--- BEGIN ---
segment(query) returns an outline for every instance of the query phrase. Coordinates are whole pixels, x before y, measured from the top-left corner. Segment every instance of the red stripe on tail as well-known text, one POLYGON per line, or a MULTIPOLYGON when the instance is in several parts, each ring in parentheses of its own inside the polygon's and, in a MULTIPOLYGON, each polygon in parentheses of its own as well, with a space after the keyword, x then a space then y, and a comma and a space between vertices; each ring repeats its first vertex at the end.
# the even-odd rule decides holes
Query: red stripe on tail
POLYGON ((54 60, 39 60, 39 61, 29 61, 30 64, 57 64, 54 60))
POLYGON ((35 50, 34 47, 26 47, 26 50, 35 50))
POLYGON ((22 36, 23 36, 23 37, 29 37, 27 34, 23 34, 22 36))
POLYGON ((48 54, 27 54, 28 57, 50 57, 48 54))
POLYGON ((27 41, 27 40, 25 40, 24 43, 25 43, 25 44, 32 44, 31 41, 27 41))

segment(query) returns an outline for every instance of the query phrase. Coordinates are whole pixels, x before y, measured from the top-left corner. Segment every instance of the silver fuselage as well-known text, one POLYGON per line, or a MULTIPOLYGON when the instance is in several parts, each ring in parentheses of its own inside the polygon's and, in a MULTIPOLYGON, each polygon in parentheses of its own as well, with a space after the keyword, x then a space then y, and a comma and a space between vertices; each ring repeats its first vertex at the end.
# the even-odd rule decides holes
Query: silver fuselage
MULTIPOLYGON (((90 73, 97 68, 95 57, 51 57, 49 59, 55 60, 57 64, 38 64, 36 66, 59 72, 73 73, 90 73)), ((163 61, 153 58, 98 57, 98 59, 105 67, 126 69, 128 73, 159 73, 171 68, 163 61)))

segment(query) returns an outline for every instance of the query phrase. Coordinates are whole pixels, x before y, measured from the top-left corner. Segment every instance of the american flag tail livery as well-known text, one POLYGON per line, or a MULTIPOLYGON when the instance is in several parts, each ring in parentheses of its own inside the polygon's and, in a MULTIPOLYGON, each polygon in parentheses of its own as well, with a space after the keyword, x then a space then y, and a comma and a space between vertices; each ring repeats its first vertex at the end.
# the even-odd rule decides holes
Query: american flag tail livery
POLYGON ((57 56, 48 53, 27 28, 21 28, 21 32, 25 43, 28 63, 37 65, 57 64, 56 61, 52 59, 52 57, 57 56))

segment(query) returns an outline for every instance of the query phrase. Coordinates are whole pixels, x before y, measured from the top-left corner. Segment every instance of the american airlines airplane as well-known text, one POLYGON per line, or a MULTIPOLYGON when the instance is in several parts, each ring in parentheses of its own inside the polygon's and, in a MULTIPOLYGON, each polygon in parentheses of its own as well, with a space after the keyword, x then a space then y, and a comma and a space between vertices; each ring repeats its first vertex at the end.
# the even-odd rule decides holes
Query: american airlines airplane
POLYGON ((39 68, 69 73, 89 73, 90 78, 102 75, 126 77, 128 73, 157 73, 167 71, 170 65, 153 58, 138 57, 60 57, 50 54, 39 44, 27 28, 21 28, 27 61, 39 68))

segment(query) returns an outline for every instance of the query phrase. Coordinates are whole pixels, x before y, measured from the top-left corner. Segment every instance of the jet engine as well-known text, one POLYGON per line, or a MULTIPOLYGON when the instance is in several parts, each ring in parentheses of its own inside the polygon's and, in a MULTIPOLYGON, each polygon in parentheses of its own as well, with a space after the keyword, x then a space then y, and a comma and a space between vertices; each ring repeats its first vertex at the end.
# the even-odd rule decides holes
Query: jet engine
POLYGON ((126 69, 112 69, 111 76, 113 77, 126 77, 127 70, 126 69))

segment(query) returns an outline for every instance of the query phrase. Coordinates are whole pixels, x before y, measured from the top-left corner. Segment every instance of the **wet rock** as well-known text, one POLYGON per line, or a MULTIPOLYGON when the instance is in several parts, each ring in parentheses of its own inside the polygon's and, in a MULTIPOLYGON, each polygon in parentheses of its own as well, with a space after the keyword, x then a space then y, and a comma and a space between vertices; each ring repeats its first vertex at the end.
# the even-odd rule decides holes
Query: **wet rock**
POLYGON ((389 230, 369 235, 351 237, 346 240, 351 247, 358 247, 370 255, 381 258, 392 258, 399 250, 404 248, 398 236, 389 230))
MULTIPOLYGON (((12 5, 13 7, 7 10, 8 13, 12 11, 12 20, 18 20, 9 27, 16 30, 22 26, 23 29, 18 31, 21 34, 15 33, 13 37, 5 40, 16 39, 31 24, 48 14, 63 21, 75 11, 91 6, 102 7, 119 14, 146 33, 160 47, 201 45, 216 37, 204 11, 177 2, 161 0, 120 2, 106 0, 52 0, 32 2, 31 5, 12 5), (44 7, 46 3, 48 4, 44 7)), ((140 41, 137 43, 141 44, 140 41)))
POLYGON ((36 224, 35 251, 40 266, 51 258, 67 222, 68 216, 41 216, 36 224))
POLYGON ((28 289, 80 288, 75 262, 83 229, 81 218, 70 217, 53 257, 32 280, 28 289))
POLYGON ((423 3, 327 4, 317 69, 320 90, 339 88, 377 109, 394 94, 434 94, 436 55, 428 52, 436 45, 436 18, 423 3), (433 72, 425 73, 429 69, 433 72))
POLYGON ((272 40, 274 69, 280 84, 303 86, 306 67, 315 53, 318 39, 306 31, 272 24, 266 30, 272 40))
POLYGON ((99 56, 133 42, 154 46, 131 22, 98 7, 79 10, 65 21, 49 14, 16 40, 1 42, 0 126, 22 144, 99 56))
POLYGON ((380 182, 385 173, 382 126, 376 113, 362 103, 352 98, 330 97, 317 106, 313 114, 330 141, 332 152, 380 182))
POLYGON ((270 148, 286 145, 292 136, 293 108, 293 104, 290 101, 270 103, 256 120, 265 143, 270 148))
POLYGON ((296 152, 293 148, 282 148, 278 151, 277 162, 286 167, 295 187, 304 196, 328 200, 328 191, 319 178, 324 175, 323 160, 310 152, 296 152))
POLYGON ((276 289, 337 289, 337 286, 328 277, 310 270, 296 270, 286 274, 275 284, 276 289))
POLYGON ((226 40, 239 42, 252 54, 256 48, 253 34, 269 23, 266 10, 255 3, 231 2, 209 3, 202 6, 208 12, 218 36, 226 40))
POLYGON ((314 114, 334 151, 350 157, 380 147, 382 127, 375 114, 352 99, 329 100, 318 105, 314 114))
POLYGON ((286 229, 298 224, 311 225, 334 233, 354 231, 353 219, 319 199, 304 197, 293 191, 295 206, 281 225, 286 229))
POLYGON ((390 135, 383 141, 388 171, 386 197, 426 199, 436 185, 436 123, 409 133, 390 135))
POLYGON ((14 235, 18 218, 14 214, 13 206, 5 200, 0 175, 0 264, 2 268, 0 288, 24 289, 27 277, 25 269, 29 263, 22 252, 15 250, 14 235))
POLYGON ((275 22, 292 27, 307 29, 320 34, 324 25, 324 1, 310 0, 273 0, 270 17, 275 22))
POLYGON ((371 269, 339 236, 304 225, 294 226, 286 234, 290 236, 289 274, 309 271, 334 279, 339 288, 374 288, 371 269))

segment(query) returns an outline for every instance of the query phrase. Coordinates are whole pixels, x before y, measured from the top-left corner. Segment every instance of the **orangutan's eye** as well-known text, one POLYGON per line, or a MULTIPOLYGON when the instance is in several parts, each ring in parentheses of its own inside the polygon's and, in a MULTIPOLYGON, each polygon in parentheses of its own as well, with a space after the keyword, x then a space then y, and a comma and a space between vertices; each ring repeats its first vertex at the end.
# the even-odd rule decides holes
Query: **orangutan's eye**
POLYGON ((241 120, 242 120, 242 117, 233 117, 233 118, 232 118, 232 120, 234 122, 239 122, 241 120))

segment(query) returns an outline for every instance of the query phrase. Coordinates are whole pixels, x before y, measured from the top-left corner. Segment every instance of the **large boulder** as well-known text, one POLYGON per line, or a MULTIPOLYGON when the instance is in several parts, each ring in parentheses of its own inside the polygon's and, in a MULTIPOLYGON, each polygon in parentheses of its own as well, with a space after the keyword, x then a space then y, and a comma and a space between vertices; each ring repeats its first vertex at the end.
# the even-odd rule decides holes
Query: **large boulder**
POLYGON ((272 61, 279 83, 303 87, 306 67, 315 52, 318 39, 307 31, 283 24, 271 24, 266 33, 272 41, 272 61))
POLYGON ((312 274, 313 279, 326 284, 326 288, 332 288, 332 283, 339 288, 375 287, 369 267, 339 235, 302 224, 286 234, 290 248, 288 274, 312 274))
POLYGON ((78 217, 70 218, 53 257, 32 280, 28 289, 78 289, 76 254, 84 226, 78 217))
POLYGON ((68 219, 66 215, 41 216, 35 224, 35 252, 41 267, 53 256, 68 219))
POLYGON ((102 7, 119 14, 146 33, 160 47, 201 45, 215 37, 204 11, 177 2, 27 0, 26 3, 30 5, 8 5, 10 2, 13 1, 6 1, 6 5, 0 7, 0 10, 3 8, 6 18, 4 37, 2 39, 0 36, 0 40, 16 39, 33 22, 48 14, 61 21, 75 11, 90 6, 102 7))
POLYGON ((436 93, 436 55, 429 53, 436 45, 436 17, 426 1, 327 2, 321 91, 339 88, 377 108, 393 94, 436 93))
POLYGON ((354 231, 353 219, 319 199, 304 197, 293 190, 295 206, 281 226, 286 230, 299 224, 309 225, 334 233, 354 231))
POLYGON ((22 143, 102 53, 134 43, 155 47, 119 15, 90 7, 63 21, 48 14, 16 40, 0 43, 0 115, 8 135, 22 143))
--- END ---
WHAT THE EXERCISE ASKS = Write out the records from the line with "the american flag" to the line with "POLYGON ((57 56, 48" again, swapping "livery" for "paint scheme" and leaving everything else as it is.

FINAL RESULT =
segment(query) returns an outline for every instance of the query phrase. Coordinates are whole pixels, x before y, measured from the top-left corner. Segment every instance of the american flag tail paint scheme as well-known text, one POLYGON per line, or a MULTIPOLYGON when the instance is in several parts, each ring in parentheses of its own inside the polygon's and, in a MULTIPOLYGON, each polygon in parentheses of its own as well, with a space after the keyword, x then a space then y, and a comma and a space between vertices; each ring repeats its first vertex at the end.
# the even-odd rule decides holes
Query: american flag tail paint scheme
POLYGON ((57 56, 48 53, 27 28, 21 28, 21 32, 25 43, 28 63, 37 65, 57 64, 56 61, 52 59, 52 57, 57 56))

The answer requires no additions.